## [What to work on]
A) Rewrite the paragraph of the Pride and Prejudice post that begins "There's a quotation in" as a single shorter sentence, keeping its main facts.
B) Please put everything in the listing from the line containing "One point goes on each instance of the van" down through the end of the listing into a two-column CSV with the columns "instruction" and "point". Use one row per request, put each value in a single quoted field with line breaks replaced by spaces, and leave the pictures out.

## [Excerpt to read]
Goodness, gracious!

There’s a quotation in Pride and Prejudice that always gets me—it’s the kind that keeps me up at night.

It’s right at the end, when Bingley’s finally gotten everything straightened out and made an honest woman of Jane:

“‘I am certainly the most fortunate creature that ever existed!’ cried Jane. ‘Oh! Lizzy, why am I thus singled from my family, and blessed above them all! If I could but see you as happy! If there were but such another man for you!'”

To which Lizzy replies:

“‘If you were to give me forty such men, I never could be so happy as you. Till I have your disposition, your goodness, I never can have your happiness.'”

Readers, put me out of my misery: Is this true? Is goodness a precursor for happiness?

To be clear, I don’t think Jane is telling us that Lizzy and Darcy won’t be happy. Of course they’ll be happy; they love each other and they respect each other and they’re going to go off to Pemberley and be dazzlingly content in their wealth and unnecessary virtue. I get that she’s talking about Jane and Bingley’s ability to be content, and about their ability to not pick fights with life, and about the way that they will be eternally relieved to have actually ended up together (no thanks to you, Darcy).

## [Stored records]
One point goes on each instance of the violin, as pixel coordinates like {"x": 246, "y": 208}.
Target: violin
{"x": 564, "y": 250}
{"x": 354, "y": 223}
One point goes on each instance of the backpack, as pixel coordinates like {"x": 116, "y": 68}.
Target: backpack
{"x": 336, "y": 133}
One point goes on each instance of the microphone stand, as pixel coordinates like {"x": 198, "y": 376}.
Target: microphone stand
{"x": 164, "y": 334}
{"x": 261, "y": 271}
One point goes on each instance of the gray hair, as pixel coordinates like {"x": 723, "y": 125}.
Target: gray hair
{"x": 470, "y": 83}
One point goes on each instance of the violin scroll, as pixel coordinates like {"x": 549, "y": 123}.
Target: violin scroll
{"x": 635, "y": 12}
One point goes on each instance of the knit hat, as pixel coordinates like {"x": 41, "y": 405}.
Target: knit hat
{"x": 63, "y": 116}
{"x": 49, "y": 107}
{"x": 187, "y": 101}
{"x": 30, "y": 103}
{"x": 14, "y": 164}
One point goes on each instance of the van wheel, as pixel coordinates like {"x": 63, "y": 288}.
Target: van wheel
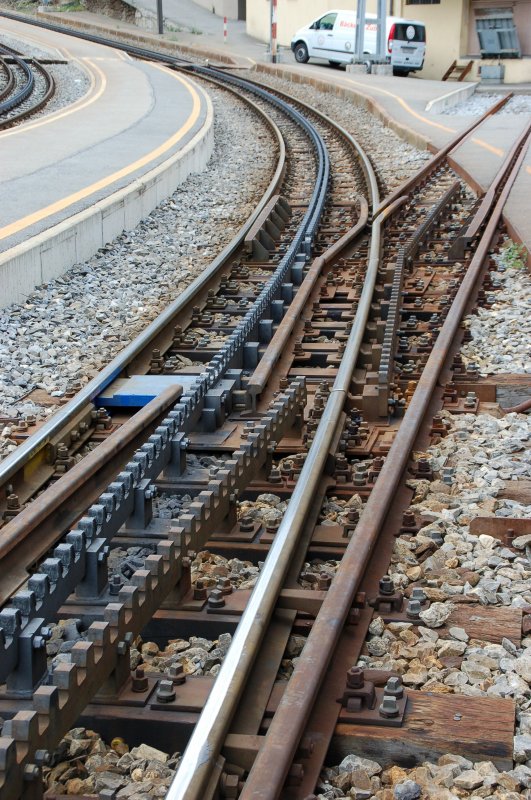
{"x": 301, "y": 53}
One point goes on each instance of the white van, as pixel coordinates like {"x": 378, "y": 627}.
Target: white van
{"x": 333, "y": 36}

## [Outputs by task]
A) One Pride and Prejudice quotation always gets to me and keeps me up at night.

B)
instruction,point
"One point goes on each instance of the van wheel, as pixel coordinates like {""x"": 63, ""y"": 288}. Target: van wheel","{""x"": 301, ""y"": 53}"
"One point goes on each instance of the white van, as pixel coordinates like {""x"": 378, ""y"": 627}. Target: white van","{""x"": 333, ""y"": 36}"